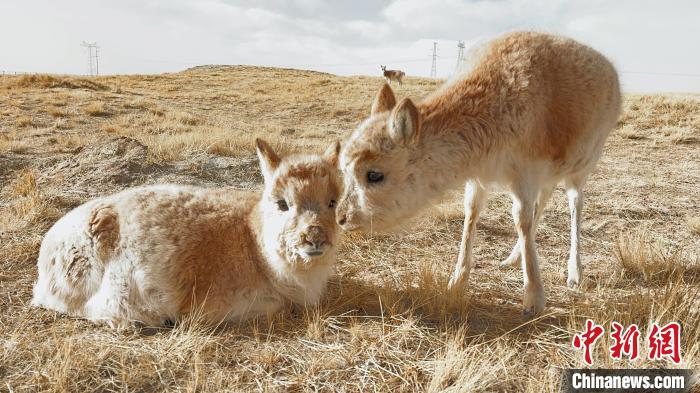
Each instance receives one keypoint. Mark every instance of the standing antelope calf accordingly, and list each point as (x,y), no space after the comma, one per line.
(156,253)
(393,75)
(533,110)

==

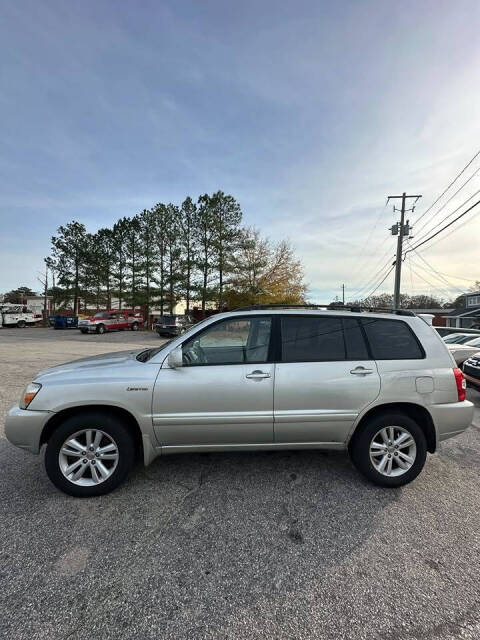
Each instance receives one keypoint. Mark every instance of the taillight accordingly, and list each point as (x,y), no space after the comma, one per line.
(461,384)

--

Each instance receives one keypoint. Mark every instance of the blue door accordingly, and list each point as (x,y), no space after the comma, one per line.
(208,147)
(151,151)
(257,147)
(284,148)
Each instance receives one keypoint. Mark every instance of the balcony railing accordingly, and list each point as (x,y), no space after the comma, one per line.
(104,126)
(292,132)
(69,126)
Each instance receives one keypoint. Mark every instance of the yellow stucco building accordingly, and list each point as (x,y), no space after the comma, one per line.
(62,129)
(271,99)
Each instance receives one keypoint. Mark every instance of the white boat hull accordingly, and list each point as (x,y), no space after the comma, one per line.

Work to complete
Could you return, unchanged, the lines between the one holding "of the yellow" and the one holding "of the white", inclusive?

Exercise response
Each instance receives one keypoint. Mark every instance of the yellow stucco building accordingly, and list each point as (x,y), no space after the comma, one per line.
(62,129)
(271,99)
Each instance receives one keypoint. Mark every instance of the white boat hull accordingly, and list each point as (x,y), no space after the comma, one per line.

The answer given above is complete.